# Start of Entries shown
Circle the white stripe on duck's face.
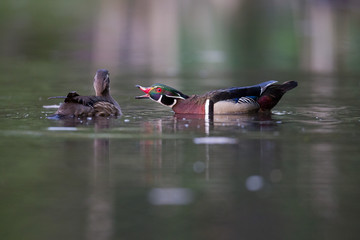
[214,97,260,114]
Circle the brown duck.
[49,69,121,118]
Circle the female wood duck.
[49,69,121,118]
[135,81,297,115]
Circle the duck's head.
[135,83,189,107]
[94,69,110,96]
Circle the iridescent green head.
[135,83,188,107]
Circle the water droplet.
[245,175,264,192]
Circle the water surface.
[0,68,360,239]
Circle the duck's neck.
[96,89,121,114]
[172,97,205,114]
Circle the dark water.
[0,64,360,239]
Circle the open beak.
[135,85,152,99]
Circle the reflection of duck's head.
[50,69,121,118]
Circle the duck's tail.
[257,81,298,111]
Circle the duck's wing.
[204,81,277,103]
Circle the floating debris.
[48,127,78,131]
[194,137,238,144]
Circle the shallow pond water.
[0,68,360,239]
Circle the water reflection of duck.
[49,69,121,118]
[136,81,297,115]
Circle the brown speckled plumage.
[48,69,121,117]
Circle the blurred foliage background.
[0,0,360,76]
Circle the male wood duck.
[49,69,121,118]
[135,81,297,115]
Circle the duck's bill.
[135,94,149,99]
[135,85,151,99]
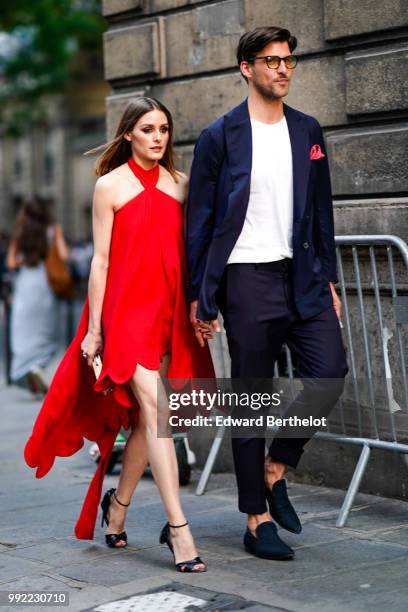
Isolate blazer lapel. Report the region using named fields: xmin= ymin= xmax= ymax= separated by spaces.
xmin=283 ymin=104 xmax=310 ymax=222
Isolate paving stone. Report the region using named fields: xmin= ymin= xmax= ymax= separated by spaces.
xmin=152 ymin=73 xmax=248 ymax=143
xmin=285 ymin=56 xmax=347 ymax=127
xmin=0 ymin=552 xmax=52 ymax=584
xmin=59 ymin=545 xmax=172 ymax=586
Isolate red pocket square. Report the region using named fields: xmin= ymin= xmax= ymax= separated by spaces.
xmin=310 ymin=145 xmax=326 ymax=159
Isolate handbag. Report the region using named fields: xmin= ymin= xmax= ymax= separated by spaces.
xmin=45 ymin=237 xmax=74 ymax=300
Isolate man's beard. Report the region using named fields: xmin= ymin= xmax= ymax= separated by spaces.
xmin=252 ymin=80 xmax=288 ymax=102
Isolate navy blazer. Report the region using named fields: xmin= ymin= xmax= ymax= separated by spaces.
xmin=186 ymin=100 xmax=337 ymax=321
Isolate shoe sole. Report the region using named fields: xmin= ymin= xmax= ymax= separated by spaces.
xmin=244 ymin=545 xmax=295 ymax=561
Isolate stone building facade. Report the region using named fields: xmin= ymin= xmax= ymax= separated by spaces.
xmin=0 ymin=80 xmax=110 ymax=241
xmin=103 ymin=0 xmax=408 ymax=497
xmin=103 ymin=0 xmax=408 ymax=240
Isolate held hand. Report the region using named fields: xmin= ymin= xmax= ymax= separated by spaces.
xmin=329 ymin=283 xmax=341 ymax=321
xmin=190 ymin=300 xmax=205 ymax=347
xmin=81 ymin=331 xmax=103 ymax=367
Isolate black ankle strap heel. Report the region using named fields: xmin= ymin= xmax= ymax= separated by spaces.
xmin=101 ymin=489 xmax=130 ymax=548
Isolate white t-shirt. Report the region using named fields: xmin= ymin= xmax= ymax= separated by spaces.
xmin=227 ymin=117 xmax=293 ymax=263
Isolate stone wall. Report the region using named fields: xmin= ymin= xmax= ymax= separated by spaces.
xmin=103 ymin=0 xmax=408 ymax=496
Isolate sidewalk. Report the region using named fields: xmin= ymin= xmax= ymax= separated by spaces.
xmin=0 ymin=388 xmax=408 ymax=612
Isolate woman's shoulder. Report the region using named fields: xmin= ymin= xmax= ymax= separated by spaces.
xmin=95 ymin=164 xmax=127 ymax=197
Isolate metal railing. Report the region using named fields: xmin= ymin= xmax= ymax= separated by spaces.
xmin=196 ymin=235 xmax=408 ymax=527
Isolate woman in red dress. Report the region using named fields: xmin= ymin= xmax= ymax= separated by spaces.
xmin=25 ymin=98 xmax=214 ymax=572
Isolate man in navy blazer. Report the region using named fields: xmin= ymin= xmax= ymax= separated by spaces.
xmin=186 ymin=27 xmax=347 ymax=559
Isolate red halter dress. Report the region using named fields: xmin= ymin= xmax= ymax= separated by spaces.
xmin=24 ymin=158 xmax=214 ymax=539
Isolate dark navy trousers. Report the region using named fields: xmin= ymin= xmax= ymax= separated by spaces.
xmin=220 ymin=259 xmax=348 ymax=514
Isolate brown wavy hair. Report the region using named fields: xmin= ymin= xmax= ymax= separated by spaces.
xmin=86 ymin=96 xmax=177 ymax=183
xmin=12 ymin=196 xmax=54 ymax=267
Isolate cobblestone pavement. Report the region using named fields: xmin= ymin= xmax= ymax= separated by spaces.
xmin=0 ymin=387 xmax=408 ymax=612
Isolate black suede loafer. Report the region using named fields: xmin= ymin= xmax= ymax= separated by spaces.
xmin=265 ymin=478 xmax=302 ymax=533
xmin=244 ymin=521 xmax=295 ymax=561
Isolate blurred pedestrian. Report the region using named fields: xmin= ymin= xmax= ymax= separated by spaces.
xmin=7 ymin=196 xmax=69 ymax=393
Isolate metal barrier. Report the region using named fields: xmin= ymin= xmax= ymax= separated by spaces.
xmin=196 ymin=235 xmax=408 ymax=527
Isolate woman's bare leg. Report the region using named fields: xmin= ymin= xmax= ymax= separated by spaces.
xmin=106 ymin=402 xmax=147 ymax=548
xmin=131 ymin=360 xmax=204 ymax=569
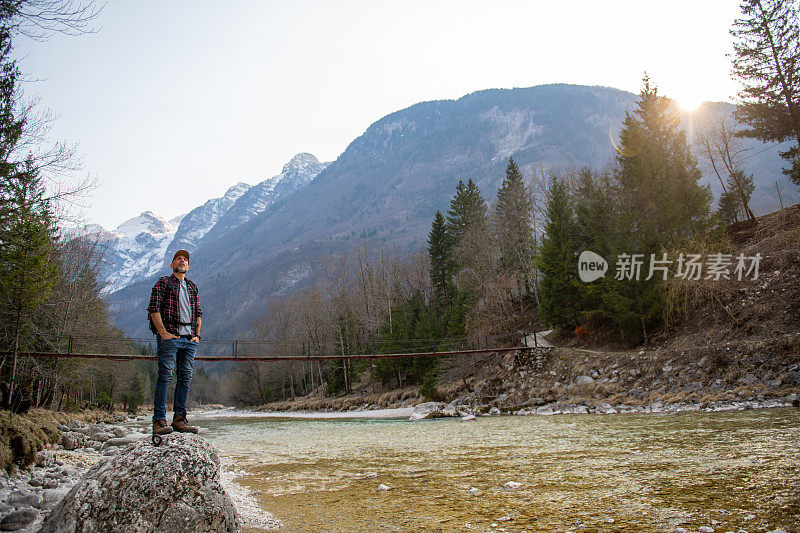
# End of Entries shown
→ **Request**: Rewrite all of the entries above, replacing "Circle" with "Mark" and leaving everything else unchanged. Omit the pictures.

→ **Answer in full**:
Mark the white stripe on duck's face.
[214,97,260,114]
Mark the brown duck.
[49,69,121,118]
Mark the female wood duck.
[49,69,121,118]
[135,81,297,115]
Mark the duck's head.
[135,83,189,107]
[94,69,110,96]
Mark the iridescent green head.
[135,83,188,107]
Mark the water droplet.
[245,175,264,192]
Mark the water surface.
[0,68,360,239]
Mark the duck's neck.
[96,89,121,114]
[172,97,205,114]
Mark the dark water.
[0,64,360,239]
Mark the open beak.
[135,85,152,99]
Mark the reflection of duck's head.
[50,69,121,118]
Mark the duck's tail.
[257,81,298,111]
Mark the duck's wing.
[204,81,277,103]
Mark the floating debris.
[48,127,78,131]
[194,137,238,144]
Mark the shallow pond water.
[0,68,360,239]
Mark the water reflection of duck.
[49,69,121,118]
[136,81,297,115]
Mark the brown speckled plumage.
[48,69,121,117]
Mark the blurred foliage background.
[0,0,360,76]
Mark the male wood duck.
[49,69,121,118]
[135,81,297,115]
Mark the duck's bill.
[135,94,149,99]
[135,85,151,99]
Isolate blazer lapel. Report the region using named fields: xmin= ymin= xmax= ymax= separated by spaces.
xmin=283 ymin=104 xmax=310 ymax=222
Isolate paving stone. Report the region using named fields: xmin= ymin= xmax= ymax= separated by spaces.
xmin=152 ymin=73 xmax=248 ymax=143
xmin=285 ymin=56 xmax=347 ymax=127
xmin=0 ymin=552 xmax=52 ymax=584
xmin=59 ymin=545 xmax=172 ymax=586
Isolate red pocket square. Report the region using named fields: xmin= ymin= xmax= ymax= separated by spaces.
xmin=310 ymin=145 xmax=326 ymax=159
Isolate handbag. Report the region using named fields: xmin= ymin= xmax= ymax= separated by spaces.
xmin=45 ymin=237 xmax=74 ymax=300
Isolate man's beard. Report the region using named fields: xmin= ymin= xmax= ymax= separated by spaces.
xmin=252 ymin=80 xmax=288 ymax=102
Isolate navy blazer. Report the region using named fields: xmin= ymin= xmax= ymax= separated by spaces.
xmin=186 ymin=100 xmax=337 ymax=321
Isolate shoe sole. Report the region using named fields: xmin= ymin= xmax= ymax= separated by spaces.
xmin=244 ymin=545 xmax=295 ymax=561
Isolate stone building facade. Report the region using named fields: xmin= ymin= xmax= ymax= separated by spaces.
xmin=0 ymin=80 xmax=110 ymax=241
xmin=103 ymin=0 xmax=408 ymax=497
xmin=103 ymin=0 xmax=408 ymax=240
Isolate held hand. Report the region using named fields: xmin= ymin= xmax= ymax= separated by spaces.
xmin=329 ymin=283 xmax=341 ymax=321
xmin=190 ymin=300 xmax=205 ymax=347
xmin=81 ymin=331 xmax=103 ymax=367
Isolate black ankle strap heel. Report the region using named fields: xmin= ymin= xmax= ymax= separated by spaces.
xmin=101 ymin=489 xmax=130 ymax=548
Isolate white t-shirt. Report the region using named fields: xmin= ymin= xmax= ymax= separated by spaces.
xmin=227 ymin=117 xmax=293 ymax=263
Isolate stone wall. Report the region using named fields: xmin= ymin= xmax= ymax= separated by spaces.
xmin=103 ymin=0 xmax=408 ymax=496
Isolate sidewalk. Report the region using named fields: xmin= ymin= xmax= ymax= separated by spaces.
xmin=0 ymin=388 xmax=408 ymax=612
Isolate woman's shoulder. Report the region using named fields: xmin= ymin= xmax= ymax= separated by spaces.
xmin=95 ymin=164 xmax=127 ymax=197
Isolate metal railing. Report the region using named fields: xmin= ymin= xmax= ymax= separated by spaces.
xmin=196 ymin=235 xmax=408 ymax=527
Isolate woman in red dress. Report the region using named fields: xmin= ymin= xmax= ymax= separated by spaces.
xmin=25 ymin=98 xmax=214 ymax=572
Isolate man in navy blazer. Report the region using named fields: xmin= ymin= xmax= ymax= separated by spaces.
xmin=186 ymin=27 xmax=347 ymax=559
Isolate red halter dress. Report the region using named fields: xmin= ymin= xmax= ymax= separated by spaces.
xmin=24 ymin=158 xmax=214 ymax=539
Isolate dark navy trousers. Report the region using named fields: xmin= ymin= xmax= ymax= separated by spaces.
xmin=220 ymin=259 xmax=348 ymax=514
Isolate brown wavy hair. Report the region using named fields: xmin= ymin= xmax= ymax= separated by spaces.
xmin=86 ymin=96 xmax=177 ymax=183
xmin=12 ymin=196 xmax=54 ymax=267
Isolate cobblestone pavement. Report the region using named fields: xmin= ymin= xmax= ymax= separated by spaces.
xmin=0 ymin=387 xmax=408 ymax=612
Isolate black suede loafer. Report the region using named fields: xmin= ymin= xmax= ymax= separated by spaces.
xmin=265 ymin=478 xmax=302 ymax=533
xmin=244 ymin=521 xmax=295 ymax=561
Isolate blurred pedestrian. Report the region using named fields: xmin= ymin= xmax= ymax= separated by spaces.
xmin=7 ymin=196 xmax=69 ymax=393
Isolate metal barrier. Report the region using named fields: xmin= ymin= xmax= ymax= separated by spaces.
xmin=196 ymin=235 xmax=408 ymax=527
Isolate woman's bare leg. Report the region using named fields: xmin= ymin= xmax= ymax= separated by spaces.
xmin=106 ymin=402 xmax=147 ymax=548
xmin=131 ymin=360 xmax=204 ymax=569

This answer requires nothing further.